Set down, please, exactly the lines below that run from the line with "point(77, 137)" to the line with "point(356, 244)", both lines included.

## Information given
>>>>>

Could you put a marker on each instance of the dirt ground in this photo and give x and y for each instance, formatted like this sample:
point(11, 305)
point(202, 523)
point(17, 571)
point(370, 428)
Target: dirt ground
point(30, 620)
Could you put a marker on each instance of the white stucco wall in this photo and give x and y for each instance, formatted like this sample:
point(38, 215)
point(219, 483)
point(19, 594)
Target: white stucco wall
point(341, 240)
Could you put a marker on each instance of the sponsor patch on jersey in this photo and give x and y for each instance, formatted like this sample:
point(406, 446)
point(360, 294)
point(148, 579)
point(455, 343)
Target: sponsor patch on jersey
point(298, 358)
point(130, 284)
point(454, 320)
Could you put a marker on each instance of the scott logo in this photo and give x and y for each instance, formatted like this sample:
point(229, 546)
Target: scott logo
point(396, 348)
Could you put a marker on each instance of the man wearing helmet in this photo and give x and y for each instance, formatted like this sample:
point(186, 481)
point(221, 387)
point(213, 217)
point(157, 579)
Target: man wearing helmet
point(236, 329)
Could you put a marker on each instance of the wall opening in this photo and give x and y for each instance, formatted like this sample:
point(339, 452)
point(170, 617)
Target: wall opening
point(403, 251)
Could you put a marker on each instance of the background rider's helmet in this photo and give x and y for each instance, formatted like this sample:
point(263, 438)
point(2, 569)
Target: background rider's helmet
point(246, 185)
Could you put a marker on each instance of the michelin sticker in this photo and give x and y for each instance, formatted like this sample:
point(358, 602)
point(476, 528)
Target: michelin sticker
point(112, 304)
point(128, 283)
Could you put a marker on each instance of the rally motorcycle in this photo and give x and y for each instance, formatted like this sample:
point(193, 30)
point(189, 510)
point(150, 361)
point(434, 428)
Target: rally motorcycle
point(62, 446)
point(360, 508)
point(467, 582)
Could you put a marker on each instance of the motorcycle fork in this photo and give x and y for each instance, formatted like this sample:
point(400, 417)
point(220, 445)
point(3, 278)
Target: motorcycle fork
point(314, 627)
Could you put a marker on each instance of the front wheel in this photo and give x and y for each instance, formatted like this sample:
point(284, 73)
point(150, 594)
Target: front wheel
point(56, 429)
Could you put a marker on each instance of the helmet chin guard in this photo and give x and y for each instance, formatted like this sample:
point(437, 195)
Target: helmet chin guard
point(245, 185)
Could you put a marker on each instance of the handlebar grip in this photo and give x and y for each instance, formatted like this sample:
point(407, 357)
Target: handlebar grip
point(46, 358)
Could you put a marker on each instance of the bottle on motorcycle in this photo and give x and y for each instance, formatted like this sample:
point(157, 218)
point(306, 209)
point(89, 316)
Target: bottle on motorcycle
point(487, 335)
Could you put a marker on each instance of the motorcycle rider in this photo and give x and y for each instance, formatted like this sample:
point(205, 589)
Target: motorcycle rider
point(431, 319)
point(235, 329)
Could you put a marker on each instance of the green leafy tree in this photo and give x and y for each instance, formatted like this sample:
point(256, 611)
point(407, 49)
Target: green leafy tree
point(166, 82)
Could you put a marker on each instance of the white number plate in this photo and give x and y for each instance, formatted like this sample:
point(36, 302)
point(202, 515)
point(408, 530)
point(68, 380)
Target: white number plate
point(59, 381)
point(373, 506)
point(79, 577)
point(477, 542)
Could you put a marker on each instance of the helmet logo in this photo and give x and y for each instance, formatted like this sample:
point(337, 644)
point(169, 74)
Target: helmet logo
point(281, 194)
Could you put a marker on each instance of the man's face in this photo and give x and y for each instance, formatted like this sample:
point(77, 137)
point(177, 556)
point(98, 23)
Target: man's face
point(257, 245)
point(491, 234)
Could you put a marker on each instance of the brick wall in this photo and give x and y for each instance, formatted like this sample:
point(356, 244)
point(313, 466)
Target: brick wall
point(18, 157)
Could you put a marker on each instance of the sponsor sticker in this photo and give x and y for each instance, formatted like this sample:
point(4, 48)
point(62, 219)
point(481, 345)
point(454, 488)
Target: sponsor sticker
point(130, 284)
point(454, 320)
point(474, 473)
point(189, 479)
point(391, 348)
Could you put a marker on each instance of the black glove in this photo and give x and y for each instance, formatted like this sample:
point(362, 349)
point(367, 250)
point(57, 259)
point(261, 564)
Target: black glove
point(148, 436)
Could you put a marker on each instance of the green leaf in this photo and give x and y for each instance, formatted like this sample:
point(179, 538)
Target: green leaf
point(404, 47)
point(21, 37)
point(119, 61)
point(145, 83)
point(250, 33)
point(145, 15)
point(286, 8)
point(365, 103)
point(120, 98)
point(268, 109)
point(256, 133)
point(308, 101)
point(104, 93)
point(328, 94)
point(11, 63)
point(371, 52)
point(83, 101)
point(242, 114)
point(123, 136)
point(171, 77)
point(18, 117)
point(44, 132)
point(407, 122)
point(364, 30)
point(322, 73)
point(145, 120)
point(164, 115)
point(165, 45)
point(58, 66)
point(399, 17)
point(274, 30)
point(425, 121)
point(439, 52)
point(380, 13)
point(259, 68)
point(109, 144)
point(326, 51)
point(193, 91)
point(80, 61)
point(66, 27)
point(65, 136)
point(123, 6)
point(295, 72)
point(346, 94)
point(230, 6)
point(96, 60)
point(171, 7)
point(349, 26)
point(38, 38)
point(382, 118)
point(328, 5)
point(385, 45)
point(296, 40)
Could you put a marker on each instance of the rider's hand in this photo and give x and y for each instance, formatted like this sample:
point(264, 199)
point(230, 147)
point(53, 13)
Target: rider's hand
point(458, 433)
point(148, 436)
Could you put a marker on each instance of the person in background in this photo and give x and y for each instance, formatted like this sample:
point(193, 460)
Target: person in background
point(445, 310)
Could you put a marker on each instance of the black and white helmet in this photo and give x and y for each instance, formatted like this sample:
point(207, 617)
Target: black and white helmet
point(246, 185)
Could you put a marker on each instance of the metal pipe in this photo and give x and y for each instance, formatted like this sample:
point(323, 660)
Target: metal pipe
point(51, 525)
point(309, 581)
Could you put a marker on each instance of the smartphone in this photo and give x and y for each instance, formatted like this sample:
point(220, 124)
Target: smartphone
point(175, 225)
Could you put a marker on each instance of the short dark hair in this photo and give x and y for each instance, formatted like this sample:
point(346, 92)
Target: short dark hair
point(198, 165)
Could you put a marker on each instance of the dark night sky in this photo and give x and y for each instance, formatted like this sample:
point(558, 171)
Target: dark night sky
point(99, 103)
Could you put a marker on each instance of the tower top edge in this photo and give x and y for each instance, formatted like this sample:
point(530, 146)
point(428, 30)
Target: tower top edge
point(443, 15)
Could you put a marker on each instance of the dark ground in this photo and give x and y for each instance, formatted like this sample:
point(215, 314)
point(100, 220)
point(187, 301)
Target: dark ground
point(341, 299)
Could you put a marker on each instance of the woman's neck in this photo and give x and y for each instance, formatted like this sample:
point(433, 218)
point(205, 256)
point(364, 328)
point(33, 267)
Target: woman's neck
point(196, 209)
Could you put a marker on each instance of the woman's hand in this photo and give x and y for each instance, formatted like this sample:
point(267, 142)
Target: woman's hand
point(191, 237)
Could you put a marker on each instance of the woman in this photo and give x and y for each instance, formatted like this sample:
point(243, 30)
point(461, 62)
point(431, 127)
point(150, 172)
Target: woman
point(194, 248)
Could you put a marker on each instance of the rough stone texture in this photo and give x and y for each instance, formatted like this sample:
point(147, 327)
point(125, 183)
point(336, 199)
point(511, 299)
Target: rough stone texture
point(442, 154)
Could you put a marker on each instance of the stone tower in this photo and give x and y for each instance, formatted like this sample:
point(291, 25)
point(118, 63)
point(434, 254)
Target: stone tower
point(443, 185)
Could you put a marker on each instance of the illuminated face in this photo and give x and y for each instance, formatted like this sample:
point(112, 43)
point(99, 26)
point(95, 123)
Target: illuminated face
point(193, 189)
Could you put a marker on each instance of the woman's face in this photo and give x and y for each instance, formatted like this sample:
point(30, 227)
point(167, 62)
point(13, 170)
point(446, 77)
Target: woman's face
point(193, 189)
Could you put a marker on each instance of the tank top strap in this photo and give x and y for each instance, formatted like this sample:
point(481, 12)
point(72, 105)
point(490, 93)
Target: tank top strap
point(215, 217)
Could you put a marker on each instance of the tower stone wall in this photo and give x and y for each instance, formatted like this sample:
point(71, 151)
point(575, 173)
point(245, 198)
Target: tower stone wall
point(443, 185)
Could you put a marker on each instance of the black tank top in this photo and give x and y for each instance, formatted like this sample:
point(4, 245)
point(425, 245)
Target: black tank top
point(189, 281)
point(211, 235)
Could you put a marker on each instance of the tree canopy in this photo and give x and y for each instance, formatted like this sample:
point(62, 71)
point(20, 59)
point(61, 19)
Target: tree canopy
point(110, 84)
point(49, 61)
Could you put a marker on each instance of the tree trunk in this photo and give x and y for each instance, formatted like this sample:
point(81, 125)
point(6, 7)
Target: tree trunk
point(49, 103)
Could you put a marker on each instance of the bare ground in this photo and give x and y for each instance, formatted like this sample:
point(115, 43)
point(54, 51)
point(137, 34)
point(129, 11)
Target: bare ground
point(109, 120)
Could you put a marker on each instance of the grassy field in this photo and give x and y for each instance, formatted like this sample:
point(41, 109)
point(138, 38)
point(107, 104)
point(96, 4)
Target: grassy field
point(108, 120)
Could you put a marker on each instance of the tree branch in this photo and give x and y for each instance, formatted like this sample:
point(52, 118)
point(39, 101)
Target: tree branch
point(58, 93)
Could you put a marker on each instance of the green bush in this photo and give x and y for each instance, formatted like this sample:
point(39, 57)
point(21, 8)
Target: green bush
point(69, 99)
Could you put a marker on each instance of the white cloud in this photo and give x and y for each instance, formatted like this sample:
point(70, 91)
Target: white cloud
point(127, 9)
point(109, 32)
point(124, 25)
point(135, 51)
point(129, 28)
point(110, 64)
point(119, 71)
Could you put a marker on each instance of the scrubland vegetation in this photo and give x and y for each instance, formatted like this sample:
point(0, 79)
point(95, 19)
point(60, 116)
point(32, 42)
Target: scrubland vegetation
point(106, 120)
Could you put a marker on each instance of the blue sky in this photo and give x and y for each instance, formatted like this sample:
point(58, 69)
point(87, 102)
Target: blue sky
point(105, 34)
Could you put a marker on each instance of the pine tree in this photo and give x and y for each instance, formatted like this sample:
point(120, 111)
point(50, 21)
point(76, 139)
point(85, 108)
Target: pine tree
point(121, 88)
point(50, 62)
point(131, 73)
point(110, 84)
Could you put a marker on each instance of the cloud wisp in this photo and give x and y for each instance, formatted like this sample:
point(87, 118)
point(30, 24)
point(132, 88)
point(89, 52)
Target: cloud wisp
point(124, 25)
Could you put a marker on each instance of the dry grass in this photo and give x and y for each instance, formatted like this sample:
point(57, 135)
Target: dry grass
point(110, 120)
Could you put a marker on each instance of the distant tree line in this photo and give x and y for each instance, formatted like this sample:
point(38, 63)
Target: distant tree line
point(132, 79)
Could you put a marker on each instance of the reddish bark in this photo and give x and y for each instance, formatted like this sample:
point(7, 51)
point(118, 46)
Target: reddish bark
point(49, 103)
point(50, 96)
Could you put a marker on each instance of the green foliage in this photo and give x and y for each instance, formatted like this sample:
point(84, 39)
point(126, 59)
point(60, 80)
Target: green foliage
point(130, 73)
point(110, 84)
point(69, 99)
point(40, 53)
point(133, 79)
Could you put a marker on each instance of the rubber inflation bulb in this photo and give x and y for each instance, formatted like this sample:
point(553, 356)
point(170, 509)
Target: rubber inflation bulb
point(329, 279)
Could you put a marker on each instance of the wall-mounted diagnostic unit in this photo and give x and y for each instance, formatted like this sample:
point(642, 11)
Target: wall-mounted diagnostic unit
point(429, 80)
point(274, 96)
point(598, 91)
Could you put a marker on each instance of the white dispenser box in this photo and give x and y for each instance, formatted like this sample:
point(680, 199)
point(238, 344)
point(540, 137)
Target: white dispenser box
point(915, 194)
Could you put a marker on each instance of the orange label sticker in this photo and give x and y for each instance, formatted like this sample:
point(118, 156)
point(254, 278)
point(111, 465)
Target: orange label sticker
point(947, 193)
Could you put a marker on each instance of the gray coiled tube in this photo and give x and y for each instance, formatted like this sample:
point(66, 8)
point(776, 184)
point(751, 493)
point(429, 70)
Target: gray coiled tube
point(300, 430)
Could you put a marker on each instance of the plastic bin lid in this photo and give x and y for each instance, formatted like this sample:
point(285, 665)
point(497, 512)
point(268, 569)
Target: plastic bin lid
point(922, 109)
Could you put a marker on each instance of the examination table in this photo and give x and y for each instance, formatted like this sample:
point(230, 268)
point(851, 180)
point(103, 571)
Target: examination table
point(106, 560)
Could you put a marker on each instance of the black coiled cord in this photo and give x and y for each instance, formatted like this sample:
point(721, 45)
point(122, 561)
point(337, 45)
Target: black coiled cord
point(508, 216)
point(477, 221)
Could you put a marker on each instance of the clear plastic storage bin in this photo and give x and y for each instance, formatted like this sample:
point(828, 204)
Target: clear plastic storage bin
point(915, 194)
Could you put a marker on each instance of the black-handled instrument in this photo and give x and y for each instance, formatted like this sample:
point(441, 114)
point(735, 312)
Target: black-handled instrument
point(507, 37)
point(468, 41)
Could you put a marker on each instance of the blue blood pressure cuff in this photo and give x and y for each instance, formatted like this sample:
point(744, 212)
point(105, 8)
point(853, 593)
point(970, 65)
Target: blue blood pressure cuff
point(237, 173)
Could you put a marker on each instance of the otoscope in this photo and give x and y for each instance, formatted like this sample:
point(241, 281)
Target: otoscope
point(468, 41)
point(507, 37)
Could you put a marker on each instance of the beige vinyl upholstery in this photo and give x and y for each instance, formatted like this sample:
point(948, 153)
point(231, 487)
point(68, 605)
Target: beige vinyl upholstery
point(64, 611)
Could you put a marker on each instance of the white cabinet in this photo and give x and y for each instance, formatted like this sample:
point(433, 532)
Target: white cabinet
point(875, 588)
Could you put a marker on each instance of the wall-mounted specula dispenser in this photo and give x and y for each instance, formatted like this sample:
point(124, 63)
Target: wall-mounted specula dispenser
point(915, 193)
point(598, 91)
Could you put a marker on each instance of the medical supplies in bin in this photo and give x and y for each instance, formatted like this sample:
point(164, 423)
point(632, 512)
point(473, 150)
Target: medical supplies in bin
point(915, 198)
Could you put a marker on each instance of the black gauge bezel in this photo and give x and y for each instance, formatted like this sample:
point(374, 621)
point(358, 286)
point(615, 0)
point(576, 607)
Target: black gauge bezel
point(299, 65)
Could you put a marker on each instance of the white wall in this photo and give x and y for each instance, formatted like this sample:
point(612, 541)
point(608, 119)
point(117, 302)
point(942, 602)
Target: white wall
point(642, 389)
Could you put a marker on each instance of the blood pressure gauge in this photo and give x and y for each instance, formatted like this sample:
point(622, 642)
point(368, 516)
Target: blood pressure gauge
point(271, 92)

<<<<<

## Solved exercise
point(77, 137)
point(177, 556)
point(98, 23)
Target: man's face
point(257, 245)
point(491, 234)
Could you put a marker on each instance of the brick wall in this photo and give x and y for each instance, formatted like this sample:
point(356, 244)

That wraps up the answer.